**Work to do:**
Extract the complete listing and repeat it word for word.
________________
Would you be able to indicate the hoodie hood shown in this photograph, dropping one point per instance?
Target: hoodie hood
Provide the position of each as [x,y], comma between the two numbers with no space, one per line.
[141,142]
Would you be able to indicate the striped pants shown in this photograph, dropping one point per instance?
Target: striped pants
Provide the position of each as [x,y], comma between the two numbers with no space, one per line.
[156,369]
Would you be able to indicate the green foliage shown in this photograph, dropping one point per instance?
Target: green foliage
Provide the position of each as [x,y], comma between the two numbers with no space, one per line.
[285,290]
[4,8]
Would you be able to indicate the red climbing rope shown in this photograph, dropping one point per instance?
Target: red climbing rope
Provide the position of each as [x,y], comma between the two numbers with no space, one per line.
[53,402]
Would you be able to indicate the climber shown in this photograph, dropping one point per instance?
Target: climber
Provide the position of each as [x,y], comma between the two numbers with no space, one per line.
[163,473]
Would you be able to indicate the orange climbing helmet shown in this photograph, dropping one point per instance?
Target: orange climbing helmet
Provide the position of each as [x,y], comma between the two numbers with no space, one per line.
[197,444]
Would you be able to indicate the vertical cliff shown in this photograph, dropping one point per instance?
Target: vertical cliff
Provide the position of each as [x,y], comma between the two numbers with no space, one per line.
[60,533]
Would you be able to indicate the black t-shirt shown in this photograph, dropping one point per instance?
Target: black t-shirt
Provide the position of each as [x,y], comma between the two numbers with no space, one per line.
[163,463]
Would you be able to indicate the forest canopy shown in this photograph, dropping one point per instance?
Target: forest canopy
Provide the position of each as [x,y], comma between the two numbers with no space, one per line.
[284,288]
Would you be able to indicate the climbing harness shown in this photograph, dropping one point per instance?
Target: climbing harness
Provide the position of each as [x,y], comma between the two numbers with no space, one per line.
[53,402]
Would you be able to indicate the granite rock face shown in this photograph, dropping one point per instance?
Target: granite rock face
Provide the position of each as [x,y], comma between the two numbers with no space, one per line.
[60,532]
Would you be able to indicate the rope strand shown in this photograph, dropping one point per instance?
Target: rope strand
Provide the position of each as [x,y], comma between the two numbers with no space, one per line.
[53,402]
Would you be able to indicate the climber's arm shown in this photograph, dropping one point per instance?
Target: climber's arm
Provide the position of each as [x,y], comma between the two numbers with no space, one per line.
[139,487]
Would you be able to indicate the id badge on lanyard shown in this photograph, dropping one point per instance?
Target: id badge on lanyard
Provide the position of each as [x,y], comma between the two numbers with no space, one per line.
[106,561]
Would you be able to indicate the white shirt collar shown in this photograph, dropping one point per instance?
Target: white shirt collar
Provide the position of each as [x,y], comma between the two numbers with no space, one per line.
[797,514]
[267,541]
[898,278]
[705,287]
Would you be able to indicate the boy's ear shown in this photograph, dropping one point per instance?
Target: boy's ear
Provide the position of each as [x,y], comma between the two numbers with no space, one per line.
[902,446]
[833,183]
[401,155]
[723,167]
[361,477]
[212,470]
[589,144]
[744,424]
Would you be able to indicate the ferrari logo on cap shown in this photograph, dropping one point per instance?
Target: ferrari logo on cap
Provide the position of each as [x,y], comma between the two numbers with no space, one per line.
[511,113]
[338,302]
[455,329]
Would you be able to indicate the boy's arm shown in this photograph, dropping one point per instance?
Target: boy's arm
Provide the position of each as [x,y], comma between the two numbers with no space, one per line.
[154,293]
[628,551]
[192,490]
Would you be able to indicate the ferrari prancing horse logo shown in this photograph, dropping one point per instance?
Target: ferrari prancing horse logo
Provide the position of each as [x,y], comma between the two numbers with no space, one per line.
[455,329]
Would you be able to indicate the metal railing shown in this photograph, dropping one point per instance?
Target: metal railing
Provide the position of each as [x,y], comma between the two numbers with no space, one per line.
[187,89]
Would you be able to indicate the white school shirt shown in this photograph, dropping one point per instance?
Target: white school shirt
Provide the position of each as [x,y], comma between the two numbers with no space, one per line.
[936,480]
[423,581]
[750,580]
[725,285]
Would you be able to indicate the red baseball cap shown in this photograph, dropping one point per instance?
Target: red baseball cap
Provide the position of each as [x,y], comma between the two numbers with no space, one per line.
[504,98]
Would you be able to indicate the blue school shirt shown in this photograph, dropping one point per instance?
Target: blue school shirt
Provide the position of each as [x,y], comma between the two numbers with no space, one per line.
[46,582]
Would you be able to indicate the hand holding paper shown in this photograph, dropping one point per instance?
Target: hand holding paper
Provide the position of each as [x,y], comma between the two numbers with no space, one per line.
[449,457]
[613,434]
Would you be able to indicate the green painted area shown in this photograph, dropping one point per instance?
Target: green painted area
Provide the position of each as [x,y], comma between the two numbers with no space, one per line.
________________
**Answer below:**
Would you be able to indicate the hoodie hood shown in this photograph, dropping one point per instance?
Target: hoodie hood
Provide the position of each as [x,y], comma between the two numbers with no space, one per line.
[141,142]
Would you be able to indicate the striped pants shown in this photograph, dropping one point per instance?
Target: striped pants
Provide the position of each as [x,y], comma between the two numbers with no space, one per line.
[156,369]
Would you be able to indicate the green foliage shown in this photograph, dropping one point per instance?
Target: green foliage
Provide the position of each as [x,y], comma between the two numbers with no space, one per line.
[285,290]
[4,8]
Would you be able to indicate the red climbing rope shown in this photograph, dropping one point per instance?
Target: red climbing rope
Provide the position of each as [x,y], comma between the two numbers with no space, one per line.
[53,402]
Would you be able to indicate the climber shown in this photograph, dropping one point per instance?
Target: climber
Provide the position of each as [x,y], comma between the two numbers with no space, one per line.
[163,473]
Would you be able to indicate the orange climbing helmet shown in this photograph, dropping one point per instance?
Target: orange climbing helmet
Provide the position of each as [x,y], comma between the two numbers with no space, one per line.
[197,444]
Would you be able to indicate the vertical cliff shown in this photograph, dropping one point per instance?
Target: vertical cliff
Provide the position of each as [x,y], comma between the two numbers with no space, one per line.
[60,533]
Would you be able to indicate the black t-shirt shown in this photograph, dropping one point per instance?
Target: black t-shirt
Provide the position of each as [x,y], comma between the two numbers with no space, one per line.
[163,463]
Would you be able to indicate the forest canopy shown in this photograph, dropping one point per instance?
Target: forest canopy
Provide the position of each as [x,y], comma between the two numbers with no space, one per line.
[284,288]
Would you be able to indicate the climbing harness shown in this photograph, dropping one point per instance?
Target: climbing harness
Provide the position of each as [x,y], comma between the two numbers with no space, one per line.
[53,402]
Would you be able to indicate the granite rock face shown in this photograph, dropping one point per instance?
Target: granite rock face
Provide the position of each as [x,y], comma between the two numbers with no space, one per line.
[60,532]
Would you be able to indicate the rope strand shown in this photograph, dropping one point per instance?
Target: rope strand
Provide the position of each as [x,y], comma between the two numbers with no space, one per line.
[53,402]
Would you be able to indicate the climber's arm shown in this photograph, dropping one point per instance?
Target: climber's arm
Provide the position of each as [x,y], comma between the two numbers with no space, one per line.
[139,487]
Would you be able to indicate the id badge on lanyard shown in this photograph, dropping one point per instance?
Target: id badge on lanyard
Provide the position of each as [x,y], comma between the two numbers with no space, one per line.
[106,561]
Would you be able to indicate the white shirt collar shown in this photograph, dropping one point per instance?
Target: white shirt collar
Provide the position of each as [x,y], comma between the two numbers with no space, one per line.
[797,514]
[267,541]
[898,278]
[705,287]
Would you be able to indicate the boy's ear shown in this photograph, dropping one point per instance?
Target: boy's ear
Provide the position of each as [x,y], comma between the two numbers with no space, one per line.
[902,446]
[833,183]
[401,155]
[723,167]
[361,477]
[212,470]
[589,144]
[744,424]
Would you be able to indicate the ferrari logo on cap shown in this photograph, dropping one point per instance?
Target: ferrari logo on cap
Provide the position of each as [x,y], comma between the two numbers with no space, one per line.
[511,113]
[338,302]
[455,329]
Would you be able to indicate the boy's arm shown in this photograph, dropping one point per instance?
Target: boy's arm
Provide the position of each as [x,y], comma between the two numbers with no space, one per line.
[154,293]
[628,551]
[192,490]
Would you be able to indicate the ferrari prancing horse logo shown in this photograph, dropping one point per instance?
Target: ferrari prancing horse logo
Provide the position of each as [x,y], comma between the two numbers with no space, one per line.
[455,329]
Would you be able to indicate the metal railing shown in this photograph, dropping one point per instance?
Target: metal railing
Provide the position of each as [x,y], comma between the two numbers with no space, one per line.
[187,89]
Would you be able to indicate the white school shirt shown in this photograph, dropping one point per instance?
Target: white school shirt
Provide the position of each as [x,y], comma between the two numbers with no space, one per line.
[936,480]
[423,581]
[750,580]
[725,285]
Would you be able to indicate the red baseball cap shown in this photograph, dropping one point per instance?
Target: red baseball cap
Provide the position of each as [x,y], comma between the two numbers with no space, one per line.
[504,98]
Would you be able to indicate the blue school shirt shown in this photograph, dropping one point per instance?
Target: blue school shirt
Provide the position of each as [x,y], comma between the two numbers with no space, one per line.
[46,582]
Would you be able to indicate the hand holding paper shown in this photograph, dropping one point per instance?
Target: hand holding paper
Provide the position of each as [x,y], comma between the two numbers with no space, one per line.
[449,457]
[613,434]
Would you be able to indicate the green painted area shown in this photograph, dropping one point per instance?
Target: green painted area
Provide the position of each as [x,y], comma between the two numbers with no space, one per line.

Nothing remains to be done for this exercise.